Copy out only the span from the line with "the gold fringe" to the end of the data, both ends kept, word for word.

[Stored items from a collection]
BEGIN

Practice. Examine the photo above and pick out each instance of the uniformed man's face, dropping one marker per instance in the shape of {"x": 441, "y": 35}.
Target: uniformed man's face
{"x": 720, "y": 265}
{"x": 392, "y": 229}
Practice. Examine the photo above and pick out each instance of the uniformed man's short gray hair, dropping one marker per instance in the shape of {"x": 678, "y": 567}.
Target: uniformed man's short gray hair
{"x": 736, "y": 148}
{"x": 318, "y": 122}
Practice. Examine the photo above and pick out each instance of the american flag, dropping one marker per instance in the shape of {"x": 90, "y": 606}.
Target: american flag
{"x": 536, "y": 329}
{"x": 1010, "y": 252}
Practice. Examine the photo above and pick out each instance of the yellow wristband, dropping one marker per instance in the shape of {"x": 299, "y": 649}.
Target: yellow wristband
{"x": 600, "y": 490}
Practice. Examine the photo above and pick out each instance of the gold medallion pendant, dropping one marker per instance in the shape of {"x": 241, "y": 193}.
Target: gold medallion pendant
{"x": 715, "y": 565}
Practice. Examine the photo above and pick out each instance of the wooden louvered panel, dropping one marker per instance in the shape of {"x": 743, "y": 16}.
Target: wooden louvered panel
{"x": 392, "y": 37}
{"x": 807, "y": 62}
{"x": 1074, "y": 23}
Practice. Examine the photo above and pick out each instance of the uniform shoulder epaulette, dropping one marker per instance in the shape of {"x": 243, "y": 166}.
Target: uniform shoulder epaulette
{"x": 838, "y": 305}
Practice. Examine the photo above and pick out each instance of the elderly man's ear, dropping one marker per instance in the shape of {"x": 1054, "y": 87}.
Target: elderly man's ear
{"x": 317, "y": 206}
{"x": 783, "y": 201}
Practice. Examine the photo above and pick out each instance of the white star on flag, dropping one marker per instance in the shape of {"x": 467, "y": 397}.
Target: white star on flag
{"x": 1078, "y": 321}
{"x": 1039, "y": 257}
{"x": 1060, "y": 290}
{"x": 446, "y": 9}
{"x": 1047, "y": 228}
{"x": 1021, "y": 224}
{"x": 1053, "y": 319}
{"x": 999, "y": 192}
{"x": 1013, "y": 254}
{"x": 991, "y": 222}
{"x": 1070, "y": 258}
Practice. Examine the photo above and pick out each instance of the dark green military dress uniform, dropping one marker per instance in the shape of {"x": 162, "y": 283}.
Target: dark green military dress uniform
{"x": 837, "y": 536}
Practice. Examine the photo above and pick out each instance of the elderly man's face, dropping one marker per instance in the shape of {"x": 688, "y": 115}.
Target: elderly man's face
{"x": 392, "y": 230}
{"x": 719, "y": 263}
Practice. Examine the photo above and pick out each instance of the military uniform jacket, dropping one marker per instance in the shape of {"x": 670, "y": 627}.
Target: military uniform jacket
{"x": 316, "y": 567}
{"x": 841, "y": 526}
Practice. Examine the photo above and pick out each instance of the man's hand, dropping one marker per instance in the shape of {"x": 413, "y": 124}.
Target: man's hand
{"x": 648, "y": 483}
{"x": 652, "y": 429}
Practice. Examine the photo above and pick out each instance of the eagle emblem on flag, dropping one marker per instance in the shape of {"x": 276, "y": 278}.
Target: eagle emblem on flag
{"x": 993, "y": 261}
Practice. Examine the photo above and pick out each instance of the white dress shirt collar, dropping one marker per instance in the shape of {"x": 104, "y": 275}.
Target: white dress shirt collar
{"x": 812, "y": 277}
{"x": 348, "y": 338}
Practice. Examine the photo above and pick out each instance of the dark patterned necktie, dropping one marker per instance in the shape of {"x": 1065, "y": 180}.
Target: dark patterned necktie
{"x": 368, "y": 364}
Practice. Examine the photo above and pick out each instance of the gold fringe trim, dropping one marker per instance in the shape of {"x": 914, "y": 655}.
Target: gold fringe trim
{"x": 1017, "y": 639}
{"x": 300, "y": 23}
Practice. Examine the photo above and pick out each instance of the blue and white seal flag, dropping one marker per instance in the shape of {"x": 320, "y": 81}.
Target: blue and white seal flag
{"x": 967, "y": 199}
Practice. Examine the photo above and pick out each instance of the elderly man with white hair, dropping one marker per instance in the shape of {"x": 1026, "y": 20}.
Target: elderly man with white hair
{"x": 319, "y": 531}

END

SOLUTION:
Practice. Examine the photo above and pick out each instance of the gold fringe trim, dropping one marker per instance in the shape of {"x": 914, "y": 655}.
Target: gold fringe trim
{"x": 1017, "y": 639}
{"x": 300, "y": 23}
Practice. Examine the photo above and pick out each instance of the blue and white seal flag, dropping one marker per instance in the shape of {"x": 320, "y": 81}.
Target: blue and white seal flag
{"x": 967, "y": 199}
Practice. Examine the photo above and pick out each instance of the elderly man with white hair, dropping one marker per instance in the shape of {"x": 1026, "y": 20}.
Target: elderly man with white hair
{"x": 319, "y": 531}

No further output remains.